#### Texte source:
<<<<

Canalblog
Editer l'article Suivre ce blog Administration + Créer mon blog
Publicité
Le goût des livres
Derniers commentaires
Archives
9 octobre 2015

Un devin m'a dit

Un devin m'a dit"En 1975, à Hong Kong, Tiziano Terziani rencontre un devin qui le met en garde : "Ne prends surtout pas l'avion en 1993 !". Seize années plus tard, le 31 décembre 1992, il décide de respecter la prophétie.
Pendant un an, il voyage en train, en bateau, en bus ou à dos d'éléphant et redécouvre une Asie que le voyageur pressé ne connaît plus. Cette année sans prendre les airs est le prétexte pour brosser l'un des tableaux les plus riches et les plus vivants jamais peints de l'Asie, de sa culture propre, de sa spiritualité et de ses peuples." (extrait 4e de couverture)

Sans conteste, cette lecture est une des plus passionnantes faite ces derniers mois. L'auteur, journaliste italien et grand voyageur, s'étant frotté à toutes sortes d'aventures et de terrains de guerre, décide de ne plus prendre l'avion pendant un an sur la foi d'une prophétie. Bien sûr, il n'y croit pas vraiment, mais se pique au jeu, fatigué de passer d'un aéroport à l'autre et de ne plus avoir le temps de se poser vraiment nulle part.

Il commence par nous expliquer comment il a pu s'arranger avec son employeur pour continuer à travailler avec une telle contrainte. L'auteur se donne pour mission de rencontrer un devin dans chaque ville et pays visités. C'est l'occasion d'un vaste panorama des croyances implantées en Asie et de leur influence sur la population. L'auteur repère rapidement que les prédictions sont en lien direct avec la société où vit le devin. Par exemple l'argent est omniprésent dès qu'il s'agit des Chinois. Il a plus affaire à des personnes ayant un sens de l'observation développé  et un bon sens tout court, qu'à de vraies révélations. Quoique, certaines rencontres l'ont beaucoup troublé, mais toujours il essaie de rationnaliser.

>>>>

#### Données du corpus:

<<<<

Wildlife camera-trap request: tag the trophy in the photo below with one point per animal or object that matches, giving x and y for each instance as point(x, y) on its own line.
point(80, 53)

>>>>

#### Exercices à traiter:
[1] Énumérez les moyens de transport qu'emprunte Tiziano Terziani pendant son année sans avion, d'après le texte source.
[2] Selon le texte source, en quelle année Tiziano Terziani rencontre-t-il le devin à Hong Kong ?
[3] Transcrivez le texte source depuis « Pendant un an, il » jusqu'à « 4e de couverture) ».

#### Réponses:
[1] Le train, le bateau, le bus et le dos d'éléphant.

[2] En 1975.

[3]
Pendant un an, il voyage en train, en bateau, en bus ou à dos d'éléphant et redécouvre une Asie que le voyageur pressé ne connaît plus. Cette année sans prendre les airs est le prétexte pour brosser l'un des tableaux les plus riches et les plus vivants jamais peints de l'Asie, de sa culture propre, de sa spiritualité et de ses peuples." (extrait 4e de couverture)